From first line to last, copy the material below exactly.
········
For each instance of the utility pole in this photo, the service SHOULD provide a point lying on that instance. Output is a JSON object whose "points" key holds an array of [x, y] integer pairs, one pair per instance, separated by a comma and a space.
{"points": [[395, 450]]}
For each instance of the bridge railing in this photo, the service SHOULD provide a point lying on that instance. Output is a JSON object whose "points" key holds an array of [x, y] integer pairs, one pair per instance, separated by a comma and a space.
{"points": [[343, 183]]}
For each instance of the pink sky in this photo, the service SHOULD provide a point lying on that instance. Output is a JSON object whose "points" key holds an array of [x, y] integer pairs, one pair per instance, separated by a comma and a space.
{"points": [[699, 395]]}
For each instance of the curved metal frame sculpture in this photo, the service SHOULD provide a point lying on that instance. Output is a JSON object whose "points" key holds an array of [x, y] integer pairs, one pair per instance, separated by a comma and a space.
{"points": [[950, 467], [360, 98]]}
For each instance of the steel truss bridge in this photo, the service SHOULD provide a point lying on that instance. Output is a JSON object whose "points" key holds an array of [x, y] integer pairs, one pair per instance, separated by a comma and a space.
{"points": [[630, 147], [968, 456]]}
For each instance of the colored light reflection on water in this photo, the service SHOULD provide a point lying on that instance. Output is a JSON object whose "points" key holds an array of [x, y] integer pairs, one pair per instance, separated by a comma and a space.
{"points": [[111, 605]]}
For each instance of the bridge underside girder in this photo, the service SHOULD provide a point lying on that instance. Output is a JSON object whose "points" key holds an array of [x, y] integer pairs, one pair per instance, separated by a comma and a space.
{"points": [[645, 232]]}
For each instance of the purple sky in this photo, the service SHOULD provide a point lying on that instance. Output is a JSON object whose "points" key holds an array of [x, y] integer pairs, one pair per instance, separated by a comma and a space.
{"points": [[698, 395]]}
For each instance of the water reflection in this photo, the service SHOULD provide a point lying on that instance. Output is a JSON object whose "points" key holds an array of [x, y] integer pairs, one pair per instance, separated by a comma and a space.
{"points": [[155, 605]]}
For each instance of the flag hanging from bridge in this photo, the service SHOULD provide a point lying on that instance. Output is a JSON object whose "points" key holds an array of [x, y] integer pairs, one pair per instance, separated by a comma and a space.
········
• _SOLVED EXERCISE_:
For each instance of the utility pole in this photo, the service SHOULD provide a point lying on that instance. Output is a JSON object whose "points" key holds an array of [x, y] integer pairs, one pair per instance, separated by a comma and a space.
{"points": [[395, 450]]}
For each instance of the bridge railing in this photo, the service SHOULD provide a point lying on that instance. Output is a JSON object whose "points" key holds an array of [x, y] integer pairs, one pair per instance, separated by a comma and a space.
{"points": [[343, 183]]}
For each instance of the pink sky in this photo, the service SHOULD provide a point lying on that instance. Output is a JSON object whose "points" key holds an array of [x, y] integer pairs, one pair per instance, separated by a comma and a space.
{"points": [[699, 395]]}
For each instance of the curved metal frame sculpture in this photo, the service SHOULD provide a point lying on that instance. Output is a JSON object whose "points" key holds an array of [x, y] integer pairs, one pair per instance, separated by a comma and a space.
{"points": [[950, 467], [360, 98]]}
For each instance of the steel truss bridge in this photo, the service SHOULD provide a point lying on that instance. Output is a JSON object whose "points" key holds an array of [x, y] integer pairs, one pair per instance, separated by a comma and a space.
{"points": [[630, 147], [968, 456]]}
For each instance of the colored light reflection on water in this photo, the service SHOULD provide a point lying on that instance. Output is a JSON object whose "points" key holds an array of [x, y] integer pairs, one pair per instance, separated by a comma and a space.
{"points": [[111, 605]]}
For each instance of the bridge underside girder in this photo, the service SHOULD provide a point lying on that instance. Output is a JSON object whose "points" key holds an array of [x, y] integer pairs, one pair per instance, separated by a comma and a space.
{"points": [[645, 232]]}
For each instance of the purple sky in this photo, the service SHOULD provide a point lying on that instance. Output is a JSON object whose "points" key holds an array of [x, y] integer pairs, one pair per instance, separated by a comma and a space.
{"points": [[698, 395]]}
For each instance of the water reflection in this photo, the service SHOULD provide a point lying on that instance. Output is a JSON object whose "points" key holds an array of [x, y] integer pairs, one pair per instance, separated by a comma and a space.
{"points": [[155, 605]]}
For each instance of the flag hanging from bridge in this photo, the service SHOULD provide a point lying on that instance. Output is a JSON object whose "points" key holds an array of [x, y] integer pairs, one pair per instance, separated by a comma and a space.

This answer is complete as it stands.